— AVAILABLE RECORDS —
/---

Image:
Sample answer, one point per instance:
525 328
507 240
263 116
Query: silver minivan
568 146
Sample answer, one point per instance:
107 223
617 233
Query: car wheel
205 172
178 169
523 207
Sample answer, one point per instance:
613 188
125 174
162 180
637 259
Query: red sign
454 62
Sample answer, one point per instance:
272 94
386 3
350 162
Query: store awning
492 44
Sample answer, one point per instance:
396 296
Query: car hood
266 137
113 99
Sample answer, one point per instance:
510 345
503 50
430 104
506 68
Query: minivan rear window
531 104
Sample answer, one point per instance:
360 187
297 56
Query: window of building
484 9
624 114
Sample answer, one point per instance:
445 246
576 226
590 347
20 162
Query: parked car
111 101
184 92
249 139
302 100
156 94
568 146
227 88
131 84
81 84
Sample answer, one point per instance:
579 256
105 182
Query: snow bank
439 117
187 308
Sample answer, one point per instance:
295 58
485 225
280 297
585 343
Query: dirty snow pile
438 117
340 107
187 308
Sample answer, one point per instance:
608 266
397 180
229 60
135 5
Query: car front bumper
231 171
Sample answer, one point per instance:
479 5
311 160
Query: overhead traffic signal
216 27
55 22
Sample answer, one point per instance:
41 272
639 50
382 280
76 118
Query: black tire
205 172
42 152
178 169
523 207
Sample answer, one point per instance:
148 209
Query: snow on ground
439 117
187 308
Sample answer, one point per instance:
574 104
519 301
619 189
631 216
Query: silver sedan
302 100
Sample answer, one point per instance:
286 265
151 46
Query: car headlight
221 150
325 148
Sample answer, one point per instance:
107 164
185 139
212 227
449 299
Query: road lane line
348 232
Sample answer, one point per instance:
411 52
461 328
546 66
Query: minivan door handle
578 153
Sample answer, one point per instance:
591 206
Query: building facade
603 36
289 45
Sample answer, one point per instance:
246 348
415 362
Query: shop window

\---

— WORK INSTRUCTION —
The response must be an exact reproduction of all the entries.

— TASK ANSWER —
Image:
Sample answer, one point per instance:
525 328
507 240
263 116
Query: silver minivan
568 146
Sample answer, one point per instance:
107 223
617 233
Query: car wheel
205 172
178 169
523 207
Sample answer, one point per instance:
613 188
125 174
162 180
637 259
Query: red sign
454 62
Sample answer, one point per instance:
272 94
386 3
350 162
Query: store awning
492 44
Sample answer, one point per instance:
396 296
Query: car hood
266 137
113 99
Sample answer, one point per instance:
510 345
503 50
430 104
506 68
Query: minivan rear window
531 104
Sample answer, one point per instance:
360 187
297 56
Query: window of building
484 9
624 114
Sample answer, one point per instance:
445 246
576 226
590 347
20 162
Query: parked car
111 101
184 92
249 139
302 100
156 94
568 146
227 88
131 84
81 84
Sample answer, one point per instance:
579 256
105 182
Query: snow bank
439 117
187 308
Sample answer, one point per instance:
295 58
485 225
280 297
585 343
Query: dirty snow pile
438 117
340 107
187 308
Sample answer, one point per instance:
608 266
397 180
229 60
135 5
Query: car front bumper
231 171
Sample answer, one point per instance:
479 5
311 160
Query: overhead traffic signal
216 27
55 22
Sample answer, one point per instance:
41 272
639 50
382 280
76 118
Query: black tire
205 172
42 152
178 169
523 207
Sample answer, one point per instance:
148 209
Query: snow on ground
439 117
187 308
Sample answer, one point per instance:
574 104
519 301
619 189
631 216
Query: silver sedan
302 100
Sample answer, one point per instance:
286 265
151 46
Query: car headlight
221 150
325 148
Sample answer, one point per instance:
107 164
185 139
212 227
449 299
Query: road lane line
348 232
Sample answer, one point per instance:
411 52
461 328
546 66
Query: minivan door handle
578 153
Sample answer, one point per instance:
591 206
Query: building facade
603 36
289 45
Sample answer, one point per instance:
246 348
415 362
Query: shop window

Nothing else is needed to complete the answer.